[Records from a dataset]
start

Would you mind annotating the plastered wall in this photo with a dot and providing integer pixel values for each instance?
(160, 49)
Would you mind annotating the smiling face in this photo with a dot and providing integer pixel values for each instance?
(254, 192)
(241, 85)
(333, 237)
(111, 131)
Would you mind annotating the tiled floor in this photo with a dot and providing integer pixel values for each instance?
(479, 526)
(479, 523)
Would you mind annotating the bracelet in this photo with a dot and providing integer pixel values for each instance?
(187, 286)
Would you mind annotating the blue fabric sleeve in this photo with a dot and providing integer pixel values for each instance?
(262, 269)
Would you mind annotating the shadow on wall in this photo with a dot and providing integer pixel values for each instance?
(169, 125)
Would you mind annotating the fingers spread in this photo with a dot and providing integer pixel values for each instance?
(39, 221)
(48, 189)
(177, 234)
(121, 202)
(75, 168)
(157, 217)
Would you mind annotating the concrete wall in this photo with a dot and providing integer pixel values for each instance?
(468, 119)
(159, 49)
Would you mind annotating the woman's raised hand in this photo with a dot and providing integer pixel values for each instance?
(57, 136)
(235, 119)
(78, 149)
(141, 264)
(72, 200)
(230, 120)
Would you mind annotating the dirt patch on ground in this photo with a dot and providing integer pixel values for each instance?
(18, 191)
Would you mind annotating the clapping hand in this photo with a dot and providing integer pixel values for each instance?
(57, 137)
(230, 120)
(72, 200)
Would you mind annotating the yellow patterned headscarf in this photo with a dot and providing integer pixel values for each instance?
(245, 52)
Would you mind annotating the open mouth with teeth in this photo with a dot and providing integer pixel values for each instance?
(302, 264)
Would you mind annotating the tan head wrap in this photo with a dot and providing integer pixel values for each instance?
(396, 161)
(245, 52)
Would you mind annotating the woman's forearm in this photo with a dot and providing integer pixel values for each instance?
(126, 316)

end
start

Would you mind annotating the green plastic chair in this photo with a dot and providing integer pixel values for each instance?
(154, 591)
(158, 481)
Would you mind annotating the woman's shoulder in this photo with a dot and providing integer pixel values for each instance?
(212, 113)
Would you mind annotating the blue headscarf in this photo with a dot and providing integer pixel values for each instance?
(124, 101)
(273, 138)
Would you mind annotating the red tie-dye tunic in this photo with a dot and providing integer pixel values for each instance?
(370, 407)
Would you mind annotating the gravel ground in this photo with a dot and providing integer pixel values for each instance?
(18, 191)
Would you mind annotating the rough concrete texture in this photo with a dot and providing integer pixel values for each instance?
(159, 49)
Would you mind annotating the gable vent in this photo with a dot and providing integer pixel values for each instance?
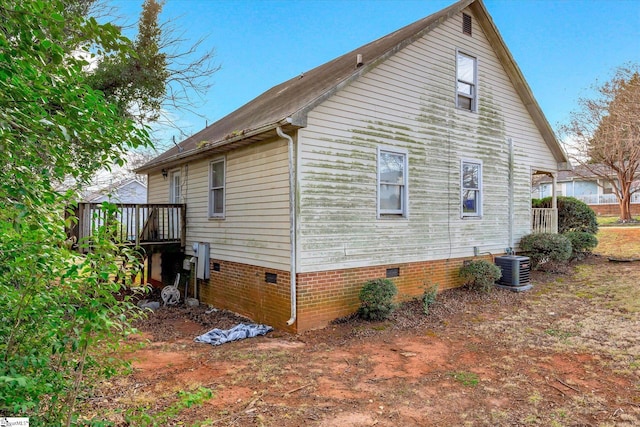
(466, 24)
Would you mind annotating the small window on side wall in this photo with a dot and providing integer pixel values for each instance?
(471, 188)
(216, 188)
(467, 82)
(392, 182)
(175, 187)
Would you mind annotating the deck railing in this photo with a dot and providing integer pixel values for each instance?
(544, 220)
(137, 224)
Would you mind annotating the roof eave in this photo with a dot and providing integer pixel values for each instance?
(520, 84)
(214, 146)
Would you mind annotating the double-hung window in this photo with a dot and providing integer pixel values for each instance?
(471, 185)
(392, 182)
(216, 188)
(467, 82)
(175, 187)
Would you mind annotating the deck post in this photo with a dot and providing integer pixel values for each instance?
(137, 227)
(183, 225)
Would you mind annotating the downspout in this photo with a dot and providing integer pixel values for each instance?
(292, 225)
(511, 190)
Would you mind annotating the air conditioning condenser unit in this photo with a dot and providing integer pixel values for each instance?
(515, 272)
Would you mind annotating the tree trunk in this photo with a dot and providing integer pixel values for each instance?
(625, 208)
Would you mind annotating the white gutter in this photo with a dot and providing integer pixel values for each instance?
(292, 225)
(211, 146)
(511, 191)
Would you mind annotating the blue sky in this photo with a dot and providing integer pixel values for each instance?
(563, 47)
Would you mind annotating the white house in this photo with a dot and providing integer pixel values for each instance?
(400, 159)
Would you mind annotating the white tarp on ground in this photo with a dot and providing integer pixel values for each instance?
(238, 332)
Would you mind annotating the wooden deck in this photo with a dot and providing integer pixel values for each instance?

end

Report how many lines of the records above contain the word "blue", treating uppercase and lowercase as different. Give only the number.

3